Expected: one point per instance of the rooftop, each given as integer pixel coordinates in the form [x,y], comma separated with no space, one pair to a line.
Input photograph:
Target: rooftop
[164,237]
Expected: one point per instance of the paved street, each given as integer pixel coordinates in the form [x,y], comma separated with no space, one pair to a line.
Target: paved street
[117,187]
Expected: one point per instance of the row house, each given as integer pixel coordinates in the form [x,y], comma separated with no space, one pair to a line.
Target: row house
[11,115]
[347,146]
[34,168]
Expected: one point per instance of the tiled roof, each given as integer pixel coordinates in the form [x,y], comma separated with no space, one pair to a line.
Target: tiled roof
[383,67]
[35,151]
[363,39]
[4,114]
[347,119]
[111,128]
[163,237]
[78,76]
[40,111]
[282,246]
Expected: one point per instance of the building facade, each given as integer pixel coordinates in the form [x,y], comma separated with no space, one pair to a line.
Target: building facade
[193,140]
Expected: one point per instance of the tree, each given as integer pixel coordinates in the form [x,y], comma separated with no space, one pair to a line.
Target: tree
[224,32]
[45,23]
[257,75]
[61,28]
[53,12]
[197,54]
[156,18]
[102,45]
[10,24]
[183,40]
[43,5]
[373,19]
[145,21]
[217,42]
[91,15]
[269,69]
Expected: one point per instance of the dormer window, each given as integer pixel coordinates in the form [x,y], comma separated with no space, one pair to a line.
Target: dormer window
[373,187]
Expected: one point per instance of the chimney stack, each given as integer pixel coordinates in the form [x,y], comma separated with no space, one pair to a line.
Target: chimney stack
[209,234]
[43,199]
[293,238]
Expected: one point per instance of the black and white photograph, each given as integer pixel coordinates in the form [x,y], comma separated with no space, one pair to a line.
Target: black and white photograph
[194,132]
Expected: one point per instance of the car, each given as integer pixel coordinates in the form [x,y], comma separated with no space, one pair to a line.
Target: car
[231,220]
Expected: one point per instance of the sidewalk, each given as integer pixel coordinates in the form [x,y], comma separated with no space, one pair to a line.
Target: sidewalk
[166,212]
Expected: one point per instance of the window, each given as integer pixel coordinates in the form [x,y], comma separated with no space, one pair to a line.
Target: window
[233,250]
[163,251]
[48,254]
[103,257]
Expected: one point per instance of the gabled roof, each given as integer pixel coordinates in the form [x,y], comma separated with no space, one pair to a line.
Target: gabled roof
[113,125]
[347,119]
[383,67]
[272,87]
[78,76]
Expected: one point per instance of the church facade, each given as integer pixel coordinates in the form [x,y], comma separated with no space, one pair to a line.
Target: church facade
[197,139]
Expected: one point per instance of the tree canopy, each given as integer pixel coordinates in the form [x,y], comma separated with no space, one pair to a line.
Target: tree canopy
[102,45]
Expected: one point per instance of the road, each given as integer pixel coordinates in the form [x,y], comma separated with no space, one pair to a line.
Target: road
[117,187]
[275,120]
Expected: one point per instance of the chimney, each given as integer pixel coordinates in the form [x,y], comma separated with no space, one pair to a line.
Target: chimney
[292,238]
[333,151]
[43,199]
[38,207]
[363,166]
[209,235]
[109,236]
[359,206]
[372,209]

• TO BE DONE: Starting with the line containing "Expected: one point per instance of the road, each" and going on through the end of the rows above, lay out those lines as a Markdown table with the columns Number and Line, numbering each line in order and leaving out blank lines.

• THE RESULT:
| Number | Line |
|---|---|
| 1 | Expected: one point per instance of the road, each given as integer pixel coordinates in the form [x,y], comma separated with no space, one pair to a line. |
| 2 | Target: road |
| 3 | [117,187] |
| 4 | [275,120] |
| 5 | Expected: one point per instance of the chimney, each given as integer pixel coordinates in the form [x,y], comma separated with no space, one pair to a line. |
| 6 | Target: chimney |
| 7 | [292,238] |
| 8 | [333,151] |
| 9 | [43,199] |
| 10 | [38,207] |
| 11 | [363,166] |
| 12 | [209,235] |
| 13 | [109,236] |
| 14 | [359,206] |
| 15 | [372,209] |